Goal:
Quote all of the data that follows exactly as written, skipping the images.

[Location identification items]
::::

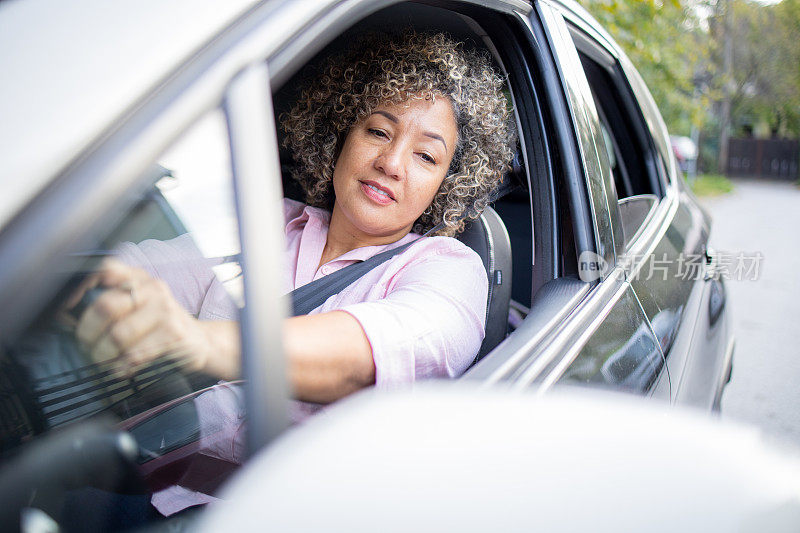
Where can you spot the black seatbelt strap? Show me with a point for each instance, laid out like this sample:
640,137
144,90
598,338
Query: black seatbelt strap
312,295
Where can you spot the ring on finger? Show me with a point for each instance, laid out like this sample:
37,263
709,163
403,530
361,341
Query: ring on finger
130,287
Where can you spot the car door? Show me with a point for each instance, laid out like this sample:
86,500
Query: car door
665,232
588,329
193,161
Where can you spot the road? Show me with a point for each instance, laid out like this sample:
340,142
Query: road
765,388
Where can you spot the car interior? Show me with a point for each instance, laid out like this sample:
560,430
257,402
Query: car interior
503,236
526,239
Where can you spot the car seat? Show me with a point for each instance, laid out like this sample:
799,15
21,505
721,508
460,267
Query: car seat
487,235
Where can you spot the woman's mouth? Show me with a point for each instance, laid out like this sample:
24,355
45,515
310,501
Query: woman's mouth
374,192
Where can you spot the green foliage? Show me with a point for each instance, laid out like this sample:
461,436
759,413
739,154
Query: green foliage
668,44
677,46
766,74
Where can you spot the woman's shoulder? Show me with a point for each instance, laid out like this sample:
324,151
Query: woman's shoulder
445,248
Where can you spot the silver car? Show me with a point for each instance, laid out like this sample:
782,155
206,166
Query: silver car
151,119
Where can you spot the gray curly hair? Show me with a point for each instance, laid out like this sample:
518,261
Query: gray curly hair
390,71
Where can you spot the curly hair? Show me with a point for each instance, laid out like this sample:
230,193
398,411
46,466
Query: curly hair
390,71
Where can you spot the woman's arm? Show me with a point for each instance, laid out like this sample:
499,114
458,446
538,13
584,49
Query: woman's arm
329,356
137,319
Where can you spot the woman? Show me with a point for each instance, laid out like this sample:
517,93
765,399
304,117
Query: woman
393,138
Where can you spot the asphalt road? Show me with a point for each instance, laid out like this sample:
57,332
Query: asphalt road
762,216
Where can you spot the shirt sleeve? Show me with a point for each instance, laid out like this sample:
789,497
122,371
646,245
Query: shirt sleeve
177,262
431,323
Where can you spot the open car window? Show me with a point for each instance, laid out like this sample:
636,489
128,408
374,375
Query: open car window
181,218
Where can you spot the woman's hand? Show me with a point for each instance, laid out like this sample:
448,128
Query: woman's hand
137,319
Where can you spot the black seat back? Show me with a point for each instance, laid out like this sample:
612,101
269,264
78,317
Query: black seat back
487,235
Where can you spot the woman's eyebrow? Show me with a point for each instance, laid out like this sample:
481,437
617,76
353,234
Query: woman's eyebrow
435,136
396,120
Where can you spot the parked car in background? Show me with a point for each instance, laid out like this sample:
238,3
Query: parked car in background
150,120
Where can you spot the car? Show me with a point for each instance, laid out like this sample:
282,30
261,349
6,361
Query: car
158,120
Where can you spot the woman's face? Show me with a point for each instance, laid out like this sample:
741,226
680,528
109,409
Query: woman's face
391,166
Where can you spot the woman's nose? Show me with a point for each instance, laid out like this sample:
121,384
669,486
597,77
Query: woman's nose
391,161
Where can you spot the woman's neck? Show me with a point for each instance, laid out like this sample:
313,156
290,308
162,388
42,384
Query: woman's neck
344,237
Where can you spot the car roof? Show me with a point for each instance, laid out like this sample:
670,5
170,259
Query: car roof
71,69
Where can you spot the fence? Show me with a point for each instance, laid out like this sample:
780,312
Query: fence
763,158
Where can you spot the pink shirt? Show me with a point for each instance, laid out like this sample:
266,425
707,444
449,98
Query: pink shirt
422,311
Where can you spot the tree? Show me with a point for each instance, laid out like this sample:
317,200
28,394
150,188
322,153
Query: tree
669,45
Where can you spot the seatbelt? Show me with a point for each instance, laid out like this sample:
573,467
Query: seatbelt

::::

The response:
Where can you spot the black seatbelt strap? Show me with a point for each instance, laid out like this sample:
640,137
144,90
598,338
Query: black seatbelt strap
312,295
Where can you spot the ring on finger? Show me with a point for each instance, laid out like this sample:
37,263
709,163
403,530
361,341
Query: ring on finger
130,287
Where can you spot the car door? Show me with a point for each instance, laid out like this sample:
86,500
Query: car door
665,232
588,329
193,161
Where can you spot the road? Show me with a point for each instance, laid out like this sample:
340,142
Query: road
765,388
Where can you spot the car interior? Show me with a point for each instance, laid out like this sample:
560,430
257,402
Query: car interior
503,236
526,239
Where can you spot the car seat? Show me with a point for each instance, laid out like this sample:
799,15
21,505
721,508
460,267
Query: car seat
487,235
Where can you spot the woman's mouth? Show me with a point for each instance, laid out like this sample:
24,355
45,515
310,501
Query: woman's mouth
374,192
Where can you spot the green foliage? Show me with a point for each instance, laid out like this sample:
461,436
759,413
739,154
Query: green foliage
668,44
677,46
766,74
Where can you spot the woman's shoulder? Show me with a point for each instance, laid out like this sample:
324,151
Query: woman's shoulder
445,248
Where can you spot the silver car? Show me with a point for each instance, laid out like this sample:
782,155
206,166
Query: silver car
151,119
Where can you spot the gray curly hair? Show me with a point for each instance, laid out like this sample:
518,261
Query: gray curly hair
390,71
Where can you spot the curly hair? Show me with a point for each instance, laid out like this sample:
230,193
398,411
46,466
Query: curly hair
390,71
Where can you spot the woman's arm? Show me with a point for each instance, laid out like this sample:
499,114
458,446
538,13
584,49
Query: woman's arm
329,356
137,319
Where can you spot the woman? Show me with a point for each instance, laid out like this sample:
517,93
765,399
304,117
Query: woman
393,138
Where can you spot the asphalt road? Show me with a point for each instance, laid out like this sample:
57,332
Query: asphalt road
762,216
Where can you spot the shirt sleeve? Show me with a point for each instance, laid out like this sample:
789,497
122,371
646,245
Query: shirt sleeve
177,262
431,323
Where can you spot the open car window? Show me with a point for each instance, laid out like this sample:
636,489
128,408
374,375
Query: open car window
181,218
Where can you spot the woman's hand? Show me with a point for each instance, laid out like this sample:
448,128
Query: woman's hand
137,319
Where can you spot the black seat back? Show me with a point for each instance, laid out like this sample:
612,101
269,264
78,317
Query: black seat back
487,235
Where can you spot the woman's eyebrow? Show me with a point for each instance, laid out like this sample:
481,437
617,76
353,234
Query: woman's eyebrow
435,136
396,120
Where can you spot the parked car in background? Show me with a point for each instance, laid out like this sample:
238,3
Query: parked car in background
150,120
Where can you spot the car? Show me with a point for each instance, laid out like this sample:
282,30
261,349
6,361
Query: car
158,120
Where can you spot the woman's face? Show me with a point for each instance, laid out like this sample:
741,226
680,528
109,409
Query: woman's face
391,166
Where can you spot the woman's nose? Show me with a point for each instance, laid out like this sample:
121,384
669,486
597,77
Query: woman's nose
391,161
Where can you spot the woman's neck? Show me with a point for each instance, laid out like this sample:
313,156
290,308
162,388
42,384
Query: woman's neck
344,237
Where can you spot the car roof? Show me with a point for each instance, laid out like this sample:
670,5
170,259
Query: car roof
71,69
Where can you spot the fence? Show me with a point for each instance, laid out like this sample:
780,312
Query: fence
763,158
Where can you spot the pink shirt? Show me with a point for each instance, laid out like this sample:
266,425
707,444
449,98
Query: pink shirt
422,311
Where can you spot the tree? Show me with a point for each instance, laid out like this sample:
317,200
28,394
150,188
322,153
Query: tree
669,45
Where can you spot the seatbelt? Show me with a point for each instance, laid out like this sample:
573,467
Query: seatbelt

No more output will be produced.